Using the passage on sharing opinions, answer each question briefly.
(a) To what two sounds does the writer compare the sharing of opinions?
(b) Within what are the colors of a kaleidoscope said to be trapped?
(c) What does the writer make a conscious effort to do?

#### Document section:
[Start of section]

What is worse, this happens frequently. And I find it annoying. This repulsing brown, this opinionated, passionate voice, is annoying to me. Not just annoying. It’s irritating. You know that feeling when you are just so tired of something, so frustrated with it, that your skin feels like it is buzzing? Your shoulders feel tense and there is nothing in the world that you want more than for it to go away, to stop? That is what this sharing of my fetus-opinions is to me. It is the nails on the chalkboard, the crunch of a carrot in complete silence. Irritating. And it feels somewhat uncontrollable. It is a part of the kaleidoscope that I’d like to switch out. But the colours of a kaleidoscope are stuck, trapped, within the constricting confines of the cylindrical container.

So here is my question: Can I ponder these topics and grow from them and not share my opinion with others? The answer is, of course, yes. Nobody has to speak out loud. But can I not share out loud? I legitimately try not to speak sometimes. I make a conscious effort to stay silent. And yet, I find myself hearing my own voice. How annoying. And if I find myself this annoying, what must others think when I open my mouth and speak? How mortifying!

[End of section]

#### Stored data:
[Start of section]

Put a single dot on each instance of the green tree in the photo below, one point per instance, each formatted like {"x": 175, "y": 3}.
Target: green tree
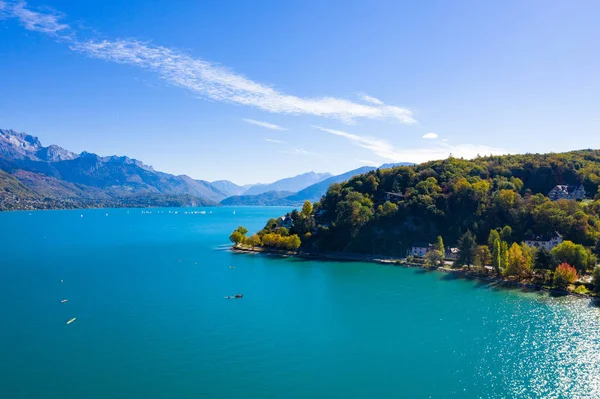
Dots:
{"x": 483, "y": 257}
{"x": 294, "y": 242}
{"x": 529, "y": 256}
{"x": 574, "y": 254}
{"x": 596, "y": 279}
{"x": 506, "y": 233}
{"x": 517, "y": 264}
{"x": 283, "y": 232}
{"x": 307, "y": 209}
{"x": 439, "y": 245}
{"x": 466, "y": 249}
{"x": 545, "y": 260}
{"x": 253, "y": 240}
{"x": 564, "y": 275}
{"x": 492, "y": 238}
{"x": 497, "y": 257}
{"x": 504, "y": 255}
{"x": 237, "y": 238}
{"x": 434, "y": 258}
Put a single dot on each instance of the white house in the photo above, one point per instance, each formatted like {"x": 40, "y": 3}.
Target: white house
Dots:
{"x": 286, "y": 221}
{"x": 420, "y": 249}
{"x": 567, "y": 192}
{"x": 544, "y": 241}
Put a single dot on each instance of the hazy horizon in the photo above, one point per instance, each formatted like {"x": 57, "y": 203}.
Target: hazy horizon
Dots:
{"x": 187, "y": 86}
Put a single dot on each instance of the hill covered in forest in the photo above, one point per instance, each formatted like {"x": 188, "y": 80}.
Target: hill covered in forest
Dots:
{"x": 385, "y": 211}
{"x": 377, "y": 211}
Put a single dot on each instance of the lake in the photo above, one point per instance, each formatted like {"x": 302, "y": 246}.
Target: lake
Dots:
{"x": 147, "y": 290}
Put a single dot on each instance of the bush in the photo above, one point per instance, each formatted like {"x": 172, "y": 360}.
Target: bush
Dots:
{"x": 581, "y": 290}
{"x": 564, "y": 275}
{"x": 596, "y": 279}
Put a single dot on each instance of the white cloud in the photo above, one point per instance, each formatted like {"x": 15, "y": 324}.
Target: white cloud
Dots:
{"x": 47, "y": 22}
{"x": 300, "y": 151}
{"x": 367, "y": 162}
{"x": 206, "y": 79}
{"x": 371, "y": 100}
{"x": 267, "y": 125}
{"x": 214, "y": 82}
{"x": 386, "y": 150}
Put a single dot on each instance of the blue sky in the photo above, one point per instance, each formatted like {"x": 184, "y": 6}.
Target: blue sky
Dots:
{"x": 256, "y": 91}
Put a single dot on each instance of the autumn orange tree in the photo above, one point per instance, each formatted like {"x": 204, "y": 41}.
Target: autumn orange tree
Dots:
{"x": 564, "y": 275}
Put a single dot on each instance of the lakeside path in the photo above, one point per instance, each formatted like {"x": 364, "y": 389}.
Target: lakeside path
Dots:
{"x": 459, "y": 273}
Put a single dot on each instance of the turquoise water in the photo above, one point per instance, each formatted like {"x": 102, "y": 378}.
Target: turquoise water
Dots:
{"x": 152, "y": 322}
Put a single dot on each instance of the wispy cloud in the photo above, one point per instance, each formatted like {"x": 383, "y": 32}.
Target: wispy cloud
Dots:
{"x": 440, "y": 150}
{"x": 367, "y": 162}
{"x": 267, "y": 125}
{"x": 300, "y": 151}
{"x": 204, "y": 78}
{"x": 46, "y": 22}
{"x": 371, "y": 100}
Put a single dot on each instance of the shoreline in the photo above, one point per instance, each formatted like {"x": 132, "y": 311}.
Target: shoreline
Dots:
{"x": 382, "y": 260}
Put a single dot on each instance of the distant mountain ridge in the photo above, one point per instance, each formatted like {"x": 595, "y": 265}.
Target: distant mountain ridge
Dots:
{"x": 291, "y": 184}
{"x": 55, "y": 175}
{"x": 34, "y": 177}
{"x": 311, "y": 193}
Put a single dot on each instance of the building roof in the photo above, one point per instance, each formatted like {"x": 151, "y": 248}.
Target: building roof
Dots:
{"x": 421, "y": 245}
{"x": 543, "y": 237}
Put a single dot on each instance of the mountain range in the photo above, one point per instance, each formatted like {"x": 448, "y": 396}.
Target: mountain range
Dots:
{"x": 33, "y": 177}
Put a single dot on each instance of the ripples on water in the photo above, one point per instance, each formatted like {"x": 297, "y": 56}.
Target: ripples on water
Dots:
{"x": 551, "y": 347}
{"x": 147, "y": 290}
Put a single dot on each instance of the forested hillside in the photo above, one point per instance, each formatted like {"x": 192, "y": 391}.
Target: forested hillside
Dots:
{"x": 386, "y": 210}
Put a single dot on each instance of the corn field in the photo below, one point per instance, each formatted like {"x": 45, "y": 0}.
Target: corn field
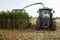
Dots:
{"x": 17, "y": 19}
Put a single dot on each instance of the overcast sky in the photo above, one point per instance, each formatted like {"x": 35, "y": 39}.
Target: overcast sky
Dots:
{"x": 14, "y": 4}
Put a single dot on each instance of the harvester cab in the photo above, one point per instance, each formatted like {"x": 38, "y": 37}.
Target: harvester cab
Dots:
{"x": 45, "y": 17}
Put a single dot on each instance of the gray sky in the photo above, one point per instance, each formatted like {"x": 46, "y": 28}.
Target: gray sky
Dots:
{"x": 14, "y": 4}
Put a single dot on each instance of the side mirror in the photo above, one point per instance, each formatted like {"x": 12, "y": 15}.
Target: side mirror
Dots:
{"x": 53, "y": 11}
{"x": 37, "y": 11}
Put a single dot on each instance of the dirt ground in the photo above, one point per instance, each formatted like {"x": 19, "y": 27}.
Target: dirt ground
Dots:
{"x": 14, "y": 34}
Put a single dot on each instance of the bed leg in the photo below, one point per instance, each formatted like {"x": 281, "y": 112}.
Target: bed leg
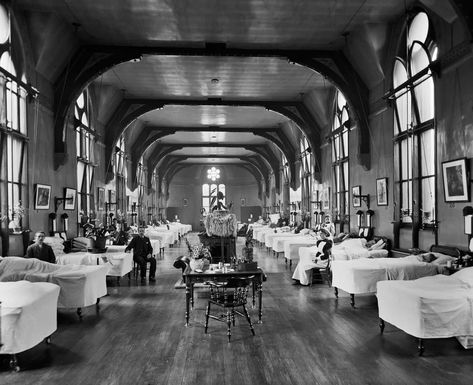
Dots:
{"x": 420, "y": 346}
{"x": 381, "y": 325}
{"x": 14, "y": 363}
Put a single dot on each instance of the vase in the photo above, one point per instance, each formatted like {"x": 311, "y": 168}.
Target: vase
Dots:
{"x": 100, "y": 243}
{"x": 199, "y": 264}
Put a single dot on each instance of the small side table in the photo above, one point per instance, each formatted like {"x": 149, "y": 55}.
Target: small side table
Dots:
{"x": 451, "y": 270}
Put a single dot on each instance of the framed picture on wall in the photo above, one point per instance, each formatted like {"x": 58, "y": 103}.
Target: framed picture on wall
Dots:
{"x": 70, "y": 201}
{"x": 382, "y": 191}
{"x": 100, "y": 198}
{"x": 326, "y": 198}
{"x": 356, "y": 192}
{"x": 456, "y": 185}
{"x": 111, "y": 196}
{"x": 42, "y": 196}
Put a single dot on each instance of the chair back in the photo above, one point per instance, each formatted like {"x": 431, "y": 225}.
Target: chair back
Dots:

[End of section]

#### Answer space:
(a) The nails on the chalkboard and the crunch of a carrot in complete silence.
(b) The constricting confines of the cylindrical container.
(c) To stay silent.